#### [Provided records]
** Start **
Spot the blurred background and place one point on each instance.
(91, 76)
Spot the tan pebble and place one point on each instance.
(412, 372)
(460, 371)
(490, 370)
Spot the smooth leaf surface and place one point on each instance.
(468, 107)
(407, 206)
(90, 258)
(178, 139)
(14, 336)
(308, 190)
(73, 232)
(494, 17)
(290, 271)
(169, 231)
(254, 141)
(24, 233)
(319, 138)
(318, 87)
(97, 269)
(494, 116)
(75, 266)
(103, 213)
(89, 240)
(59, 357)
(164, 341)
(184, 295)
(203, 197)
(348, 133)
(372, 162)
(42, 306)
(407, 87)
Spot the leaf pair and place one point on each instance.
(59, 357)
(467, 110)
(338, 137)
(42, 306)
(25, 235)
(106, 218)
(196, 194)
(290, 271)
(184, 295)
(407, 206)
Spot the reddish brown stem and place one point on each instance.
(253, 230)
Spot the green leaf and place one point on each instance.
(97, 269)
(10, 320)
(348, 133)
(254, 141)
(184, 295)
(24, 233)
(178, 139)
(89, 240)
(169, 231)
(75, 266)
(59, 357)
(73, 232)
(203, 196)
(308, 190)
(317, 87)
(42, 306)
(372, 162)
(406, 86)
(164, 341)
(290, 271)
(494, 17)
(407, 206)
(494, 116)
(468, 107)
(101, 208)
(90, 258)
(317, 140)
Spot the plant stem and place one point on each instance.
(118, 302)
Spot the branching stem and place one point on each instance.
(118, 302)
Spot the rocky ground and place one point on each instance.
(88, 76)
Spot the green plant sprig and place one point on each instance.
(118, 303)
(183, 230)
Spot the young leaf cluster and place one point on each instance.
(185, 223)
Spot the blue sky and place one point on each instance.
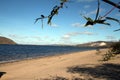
** End **
Convert every line of the records above into a numbered list, skipping blank lines. Leave any pictures out of your answer.

#### [Answer to the exercise]
1. Spot the blurred background and place one point on each instance.
2. (91, 76)
3. Spot the tan pebble and place one point on each instance.
4. (412, 372)
5. (460, 371)
6. (490, 370)
7. Spot the smooth leaf surface and place one point on each instance.
8. (468, 107)
9. (407, 206)
10. (90, 258)
11. (178, 139)
12. (14, 336)
13. (308, 190)
14. (73, 232)
15. (494, 17)
16. (290, 271)
17. (169, 231)
18. (254, 141)
19. (24, 233)
20. (319, 138)
21. (318, 87)
22. (97, 269)
23. (494, 116)
24. (75, 266)
25. (103, 213)
26. (89, 240)
27. (59, 357)
28. (164, 341)
29. (184, 295)
30. (203, 197)
31. (348, 133)
32. (372, 162)
33. (42, 306)
34. (407, 87)
35. Spot the leaf pair and place one point on each instance.
36. (59, 357)
37. (467, 110)
38. (338, 137)
39. (42, 306)
40. (25, 235)
41. (106, 218)
42. (196, 194)
43. (290, 271)
44. (184, 295)
45. (407, 206)
46. Spot the reddish brown stem and place one point on each instance.
47. (253, 230)
48. Spot the green leaf and place one point on each instance.
49. (97, 269)
50. (10, 320)
51. (348, 133)
52. (254, 141)
53. (184, 295)
54. (24, 233)
55. (178, 139)
56. (89, 240)
57. (169, 231)
58. (75, 266)
59. (59, 357)
60. (73, 232)
61. (203, 196)
62. (308, 190)
63. (317, 87)
64. (42, 306)
65. (372, 162)
66. (406, 86)
67. (164, 341)
68. (290, 271)
69. (494, 17)
70. (407, 206)
71. (494, 116)
72. (468, 107)
73. (101, 208)
74. (90, 258)
75. (317, 140)
76. Spot the plant stem and place one point on each instance.
77. (118, 302)
78. Spot the branching stem and place one point on each instance.
79. (118, 302)
80. Spot the rocky ground and place one point on each instance.
81. (88, 76)
82. Spot the green plant sprig and place one point on each instance.
83. (118, 303)
84. (183, 230)
85. Spot the young leaf cluster and place one point on each instance.
86. (185, 223)
87. Spot the blue sky and place one point on each instance.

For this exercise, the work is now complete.